++++ Given passage

Reassessing my incipient proposal for a Death and Dismemberment Table. Although much of the thinking behind the original proposal still sticks, two things immediately jumped out: its lethality is through the roof and it is lousy with fiddly die rolls. I want to rein in the killing potential, streamline the design and make it more evocative all in one fell swoop.
Even for a game where the
deliberate choice has been made for character death to be on the cards, I made
the egregious mistake of viewing several degrees of results as distinct,
whereas their empirical value ranks them right alongside with death. Let’s face
it, if a campaign is low level and the setting presents magic as scarce, a severed
limb result is about as good a character send-off as full fledged death.
After accounting for a whole party as frame of
reference, with each character making multiple rolls as time
goes by, one would soon enough find the group turned into a roving gang of cripples, akin to
the remnants of the Grand Armée.
I also want a more elegant, tiered single table that accounts for a greater variety of circumstances, reflecting the fact that opponents of immense size or hazardous catastrophes are much more likely to cause grievous injury and death than the brigand's knife thrust.
The Many Faces of Death
Once a game’s been decided to
allow for character death, it can either be done in a dry fashion or through a table such
as the one that follows, which implies subscribing to a certain aesthetic,
rather than simply bidding a character farewell once the last hit-point drains off. The
major purpose of a dismemberment table, other than scratching that jig-ai itch,
is upping a combat’s tension without pulling the plug too soon, all the while keeping a measure of meaningful decision in
the hands of those seated alongside the referee. Some of the results are harsh but it must be kept present that the alternative would be the simple
death and nothing else.
After pushing down the table’s bottom tier, the lower rungs gave me room to play with some branching types
of death, from slowburn agony to the goregrind excesses, allowing last ditch
heroics at first and aknowledging that healing magic and even resurrection may fail, being negated in the most grievous of cases.
Dosis Facit Venenum
With the recalibrated version, a
standard roll is vastly less likely to see a character perish. The chance is there: tucked away at the fringes of probability
and yet centerstage on the player’s thoughts when rolling, which is just the
way it should be.
The most likely results are
deliberately plotted to be a recoverable string of consequences, the intent being
that the average roll’s result should not be too punishing, that a
harried character may, excepting for truly ill luck, escape the occasional brush with death with little to weigh him down for it. It being true, however, that once a
character starts rolling repeatedly, he is liable to lose something he'll later miss and be eventually cut down. The
one safeguard at the end of the Hp rope is there to signal to the player the
kiddie gloves have come off, allowing a last call to reassess.

++++++++
++++ Recorded information

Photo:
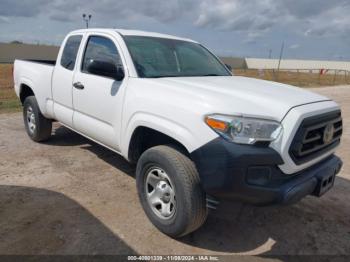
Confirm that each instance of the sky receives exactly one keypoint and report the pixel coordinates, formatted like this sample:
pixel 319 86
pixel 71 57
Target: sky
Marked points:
pixel 310 29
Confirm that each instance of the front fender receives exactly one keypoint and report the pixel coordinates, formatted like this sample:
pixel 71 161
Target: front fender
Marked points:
pixel 169 127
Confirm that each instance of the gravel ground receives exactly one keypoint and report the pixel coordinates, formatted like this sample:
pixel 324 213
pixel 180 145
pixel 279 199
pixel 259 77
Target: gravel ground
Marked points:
pixel 72 196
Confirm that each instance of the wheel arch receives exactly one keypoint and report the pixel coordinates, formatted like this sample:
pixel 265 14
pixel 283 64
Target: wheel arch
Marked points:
pixel 25 90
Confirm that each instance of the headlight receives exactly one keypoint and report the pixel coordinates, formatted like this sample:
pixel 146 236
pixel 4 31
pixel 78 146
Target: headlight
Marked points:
pixel 244 130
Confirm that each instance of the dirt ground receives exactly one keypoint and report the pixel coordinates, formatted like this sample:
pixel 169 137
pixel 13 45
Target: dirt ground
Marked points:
pixel 72 196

++++++++

■ **What to do**
a) The post on the death and dismemberment table opens by stating what the revision should accomplish "all in one fell swoop." List each of those aims.
b) Carry on the post about the death and dismemberment table from its final sentence.

■ **Task-by-task results**
a)
- Rein in the killing potential
- Streamline the design
- Make it more evocative

b)
The Crunchy Bits
The Wounded Condition
On some of the more dire table
results, the character will become Wounded, becoming subject to the
following penalties until the character is magically healed or the injury’s
healing time has run its course:
- Disadvantage on attack
rolls;
- Base exhaustion level increased by 1 per wound;
- Certain physical tasks may now require a roll (at referee’s
discretion);
The Table
Base Assumptions
Base Assumptions
- Rolling on the table is a
player-character’s privilege (or, at the least, a levelled character
privilege). NPCs, once stripped of hit-points, are simply dead.
- The table presumes the
character to be near to man-sized.
- All saving throws requested by the table are rolled for at the end of the character’s combat turn, unless specified otherwise.
- Any uses of non-specific healing
magic deliberately applied to lingering injuries may instead restore no hit-points
and deduct the spell’s level from the number of days remaining
until the wound is healed.
When to Roll - Outside of Combat
Situations may crop up, however
rarely, where a character’s misfortunes will merit resolution through a direct
roll on the table, bypassing Hp entirely, depending on whatever proves the most adequate abstraction.
When to Roll - In Combat
- If a character has no Hp left,
every attack or non-incidental source of damage that connects means a
roll on the table.
- An attack partially absorbed by any remaining (or regained) Hit-points allows a Constitution Saving Throw of DC equal to the excess damage.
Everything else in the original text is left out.